EXCERPTED TEXT ->
The Encyclopedia of Algorithms will provide a comprehensive set of solutions to important algorithmic problems for students and researchers interested in quickly locating useful information. The first edition of the reference will focus on high-impact solutions from the most recent decade; later editions will widen the scope of the work.
Nearly 500 entries will be organized alphabetically by problem, with subentries allowing for distinct solutions and special cases to be listed by the year. An entry will include:
a description of the basic algorithmic problem
the input and output specifications
the key results
examples of applications
citations to the key literature
Open problems, links to downloadable code, experimental results, data sets, and illustrations may be provided. All entries will be written by experts with links to Internet sites that outline their research work will be provided. The entries will be peer-reviewed.

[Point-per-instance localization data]
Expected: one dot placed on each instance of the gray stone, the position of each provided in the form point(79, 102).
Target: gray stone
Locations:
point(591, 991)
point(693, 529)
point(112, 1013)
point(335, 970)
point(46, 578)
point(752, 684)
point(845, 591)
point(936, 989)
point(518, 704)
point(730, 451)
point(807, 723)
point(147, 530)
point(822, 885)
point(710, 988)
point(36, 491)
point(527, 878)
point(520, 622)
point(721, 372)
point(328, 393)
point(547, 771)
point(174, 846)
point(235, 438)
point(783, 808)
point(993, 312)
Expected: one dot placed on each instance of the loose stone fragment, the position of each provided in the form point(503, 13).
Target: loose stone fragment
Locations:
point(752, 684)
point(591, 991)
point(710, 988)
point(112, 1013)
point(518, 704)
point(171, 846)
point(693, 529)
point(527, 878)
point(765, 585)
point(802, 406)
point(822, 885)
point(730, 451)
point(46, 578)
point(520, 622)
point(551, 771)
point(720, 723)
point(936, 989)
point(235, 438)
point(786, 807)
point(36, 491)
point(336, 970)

REQUIRED ACTIONS ->
1/ Summarize the description of the Encyclopedia of Algorithms in two sentences.
2/ Write the next part of the description of the Encyclopedia of Algorithms, picking up after its final sentence.

REPLIES ->
1/ The Encyclopedia of Algorithms will give students and researchers a comprehensive set of solutions to important algorithmic problems, and its first edition will focus on high-impact solutions from the most recent decade. Its nearly 500 entries will be organized alphabetically by problem, and each will describe the problem, its input and output specifications, key results, applications, and key literature; all entries will be written by experts and peer-reviewed.

2/
This defining reference will be published in print and on line. The print publication will include an index of subjects and authors as well as a chronology for locating recent solutions. The online edition will supplement this index with hyperlinks as well as include hyperlinks in the text of the entries to related entries, xRefer citations, and other useful URLs mentioned above.
Written for:
Entries in this reference will appeal significantly to computer scientists working in a wide range of areas such as Bioinformatics, Cryptography, Data Compression, Medical Informatics, Network and Communication Protocols, Artificial Intelligence, and Pattern Recognition.
The title will also be useful for scholars, students, and professionals who work in fields such as mathematics, statistics, computational biology, economics, finance and stochastics, medical informatics, data mining, industrial engineering, and decision science.